= Source text =
[Start of Attachment]

Southern California saw significant increases in both home sales and median sale prices in February compared with the prior year, according to data from the California Association of Realtors.
Home sales in Southern California grew by 10.5%, compared with a statewide average of 15.9%, according to a report released by the CAR.
The median home price in Southern California reached $675,000, representing a yearly increase of 10.5%, the data shows. The trend was even more pronounced in Los Angeles County, where an average median price in February of $664,120 represented a 13.9% increase over 2020.
At the state level, CAR reported home sales were up by 15.9%, and the median home price had declined by 0.1% to $699,000.
“The available supply of homes for sale continued to tighten up across the state, with all major regions at record low levels not seen in the past 10 years,” the statement said.
The Southern California region saw a 55.4% decline in inventory, according to CAR.
Eric Sussman, an adjunct professor of accounting and real estate at UCLA’s Anderson School of Management, said the region is far from alone.
“It’s not just Southern California,” he said. “It’s a global phenomenon that housing prices are higher, literally and figuratively, around the world. And so what you’re seeing in Pasadena and what we’re seeing in Southern California is hardly unique. It’s its own sort of virus that spreads everywhere, but it’s really like anything else. It always comes down to those magical things in economics: Demand and supply.”

[End of Attachment]

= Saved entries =
[Start of Attachment]

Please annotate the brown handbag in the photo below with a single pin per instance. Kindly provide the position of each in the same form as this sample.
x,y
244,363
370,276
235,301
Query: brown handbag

[End of Attachment]

= Tasks for this exercise =
**1)** From the housing article, copy word for word the stretch from "Home sales in" through "according to CAR.".
**2)** Decide whether each statement agrees with the housing article, answering yes or no and quoting the words that settle it: (a) Statewide, the median home price declined in February. (b) Inventory in the Southern California region rose compared with the prior year. (c) Home sales grew faster in Southern California than across the state.

= Replies =
**1)**
Home sales in Southern California grew by 10.5%, compared with a statewide average of 15.9%, according to a report released by the CAR.
The median home price in Southern California reached $675,000, representing a yearly increase of 10.5%, the data shows. The trend was even more pronounced in Los Angeles County, where an average median price in February of $664,120 represented a 13.9% increase over 2020.
At the state level, CAR reported home sales were up by 15.9%, and the median home price had declined by 0.1% to $699,000.
“The available supply of homes for sale continued to tighten up across the state, with all major regions at record low levels not seen in the past 10 years,” the statement said.
The Southern California region saw a 55.4% decline in inventory, according to CAR.

**2)**
(a) Yes: "the median home price had declined by 0.1% to $699,000."
(b) No: "The Southern California region saw a 55.4% decline in inventory"
(c) No: "Home sales in Southern California grew by 10.5%, compared with a statewide average of 15.9%"